--- Required work ---
(A) According to the Canoemobile passage, who paddled alongside more than 200 Bronx youth on the first day of programming in New York?
(B) Extract each line of the records that contains the string "firefighter". Letter case counts.

--- Source passage ---
The Canoemobile team kept busy over the weekends by offering free canoe rides at three different community events hosted by the Forest Preserves of Cook County. From the northern suburbs of Chicago all the way to the Little Calumet River south of the city, the miles driven and paddle safety talks given were time well spent! Canoemobile finished our season in Illinois by celebrating Halloween at North Point Marina in Winthrop Harbor, IL with more canoe rides for kids and families, education about the Lake Michigan watershed, and, of course, paddling songs!
New York & New Jersey
While Rig 2 continued to connect communities in Indiana to the water, Rig 1 made the trek east to New York and New Jersey. The first day of programming featured a visit from the Chancellor of New York City Schools, Meisha Porter, who paddled alongside more than 200 youth from schools in the Bronx neighborhoods surrounding Roberto Clemente State Park. The very next day the staff did something that none had trained for – carried a 24-foot, 250 lb Voyageur canoe nearly a half mile to sit atop the historical High Bridge over the Harlem River. Used as a backdrop for a press conference that celebrated a decade of the Urban Waters Federal Partnership, Wilderness Inquiry was thrilled to be part of an event that commemorated the very partnership that brought Canoemobile to New York City over a decade ago.
This tour also included a waterway Canoemobile hasn’t visited since 2015 – the Passaic River in Newark, NJ, known as “peaceful valley” by the indigenous Lenape people. Once known for crabbing, fishing, and hunting, the river fell victim to industry and overconsumption, giving it the more recent title of “most polluted river in the country.” This river was and still is home to thousands. Walking through Riverfront Park, staff immediately noticed how many patrons of Newark frequented a riverfront park – and with good reason. As Canoemobile staff member Aiden Denison pointed out, “Looking left from the boat dock you can see directly into downtown Newark, and to the right, large sandbar beaches which are home to great blue herons, cormorants, and of course the local gull. This juxtaposition of industry and nature is a reminder of how much work has been done and will continue to be done in order to clean the river and make it more accessible to the people of Newark.”
The Minnesota rig started its tour ‘up north’ with a paddle through Voyageurs National Park. Throughout the months of September and October, Canoemobile’s Minnesota rig visited 8 different waterways, from Rochester down south all the way to the North Shore.
During our two weeks in and around Austin and Rochester, MN, Canoemobile worked with 13 different schools thanks to our partners at Mower County Soil and Water Conservation District and Rochester Public Schools. The majority of youth who participate in Canoemobile are paddling a canoe for the first time. This was the story for 10-year-old Austin students Nypiro Olayi and Kyleigh Smith. When asked about her experience, Kyleigh shared, “It’s kinda scary because I don’t know what’s in the water, but I had fun!” Read more about Kyleigh’s field trip from Austin’s Post Bulletin news article featuring the Canoemobile.

Named object pointing entries
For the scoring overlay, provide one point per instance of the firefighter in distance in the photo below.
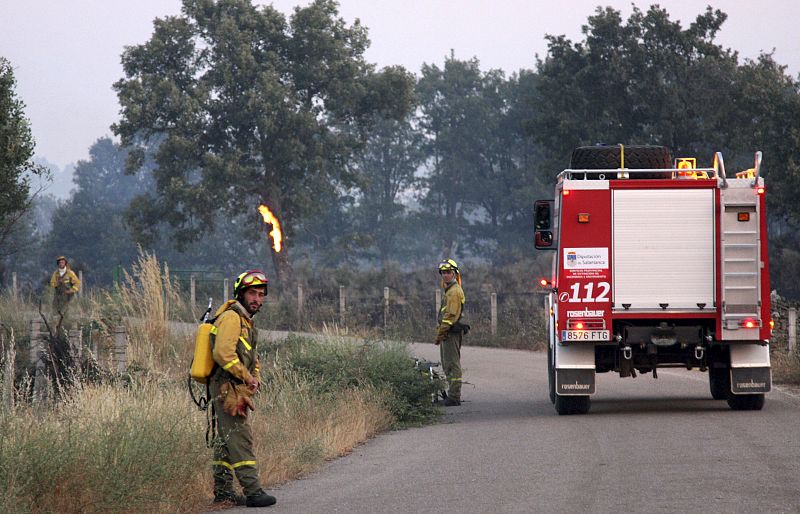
(450, 331)
(65, 284)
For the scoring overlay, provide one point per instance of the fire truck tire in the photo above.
(566, 405)
(719, 382)
(608, 157)
(746, 401)
(551, 375)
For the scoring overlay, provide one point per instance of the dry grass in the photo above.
(785, 367)
(106, 449)
(297, 430)
(148, 301)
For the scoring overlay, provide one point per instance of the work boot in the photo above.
(260, 499)
(229, 496)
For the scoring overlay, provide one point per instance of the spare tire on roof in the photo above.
(637, 157)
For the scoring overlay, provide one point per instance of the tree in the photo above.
(647, 81)
(90, 227)
(252, 109)
(481, 181)
(388, 169)
(451, 116)
(17, 168)
(650, 81)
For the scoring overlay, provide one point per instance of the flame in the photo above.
(275, 233)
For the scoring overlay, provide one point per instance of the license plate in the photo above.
(585, 335)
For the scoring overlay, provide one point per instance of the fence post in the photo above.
(39, 381)
(385, 307)
(494, 313)
(342, 296)
(75, 343)
(8, 371)
(192, 293)
(299, 301)
(121, 348)
(36, 340)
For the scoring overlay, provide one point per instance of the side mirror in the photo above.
(543, 224)
(543, 239)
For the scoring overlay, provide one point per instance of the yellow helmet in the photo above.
(250, 278)
(448, 265)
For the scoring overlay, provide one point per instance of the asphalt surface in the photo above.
(647, 445)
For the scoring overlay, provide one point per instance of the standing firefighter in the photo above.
(65, 283)
(234, 380)
(450, 331)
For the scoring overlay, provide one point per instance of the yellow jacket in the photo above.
(69, 283)
(234, 344)
(450, 311)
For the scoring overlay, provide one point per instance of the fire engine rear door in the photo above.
(663, 249)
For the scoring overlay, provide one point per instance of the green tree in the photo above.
(90, 227)
(17, 169)
(451, 115)
(481, 179)
(388, 169)
(646, 81)
(252, 109)
(651, 81)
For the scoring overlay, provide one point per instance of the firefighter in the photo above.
(450, 330)
(65, 283)
(235, 378)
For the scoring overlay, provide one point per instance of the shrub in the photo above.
(337, 363)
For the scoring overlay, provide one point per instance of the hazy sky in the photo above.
(66, 54)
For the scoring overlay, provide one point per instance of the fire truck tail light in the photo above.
(748, 323)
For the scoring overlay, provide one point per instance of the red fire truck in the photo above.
(657, 263)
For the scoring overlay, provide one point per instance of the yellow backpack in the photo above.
(203, 361)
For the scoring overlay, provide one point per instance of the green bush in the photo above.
(334, 364)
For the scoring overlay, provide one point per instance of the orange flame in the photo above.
(275, 233)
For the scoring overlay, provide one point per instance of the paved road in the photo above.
(647, 446)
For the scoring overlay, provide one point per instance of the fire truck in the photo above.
(657, 264)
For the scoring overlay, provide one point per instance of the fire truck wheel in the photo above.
(719, 381)
(608, 157)
(551, 375)
(746, 401)
(572, 404)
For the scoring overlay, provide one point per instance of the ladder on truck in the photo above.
(741, 256)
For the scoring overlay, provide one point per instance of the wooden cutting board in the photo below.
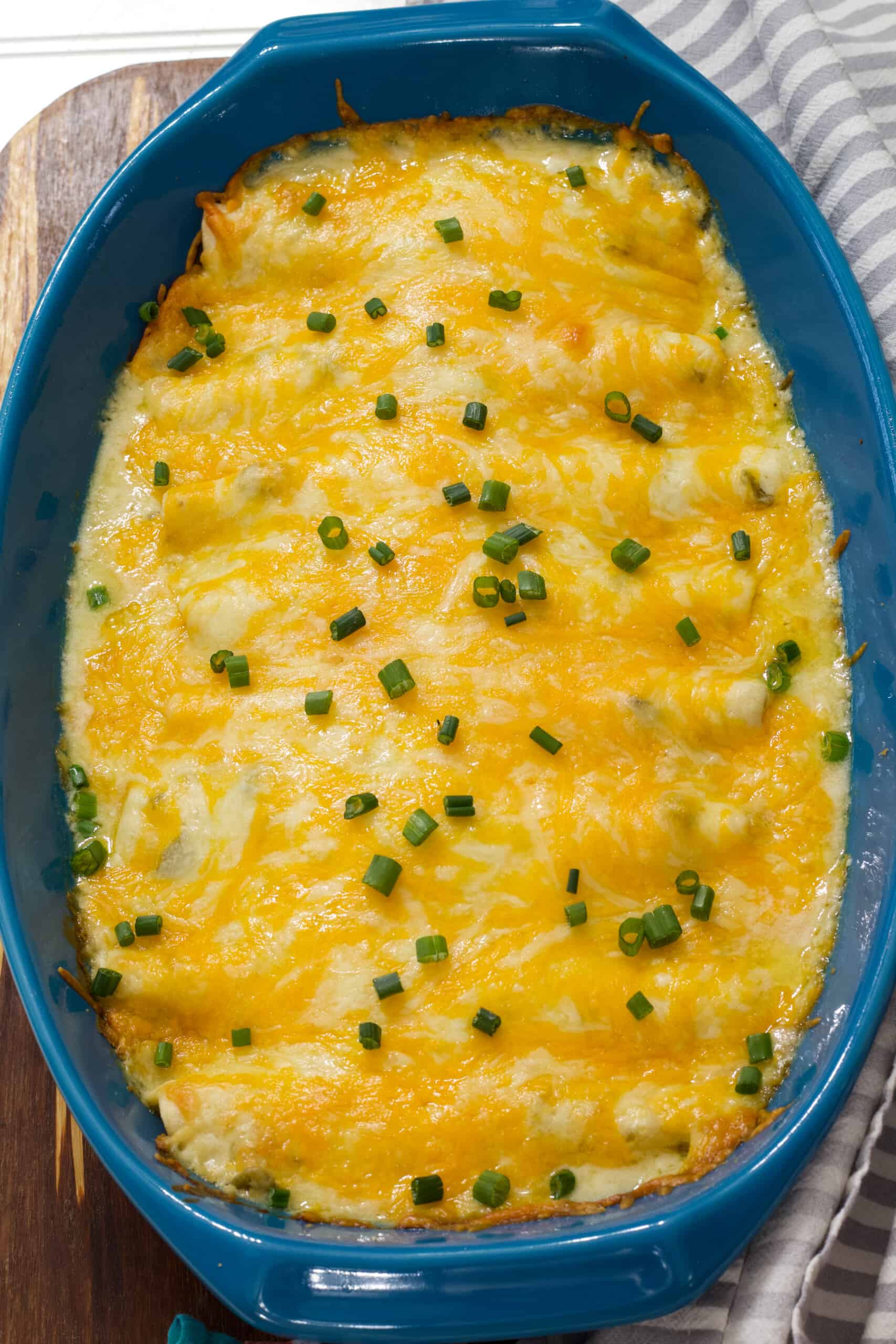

--- Results ---
(A) Meisha Porter, the Chancellor of New York City Schools.

(B)
For the scoring overlay, provide one point per instance of the firefighter in distance in the photo below.
For the scoring overlay, provide one point per instance of the standing firefighter in the photo above.
For the scoring overlay, provide one point per instance of the firefighter in the photo above.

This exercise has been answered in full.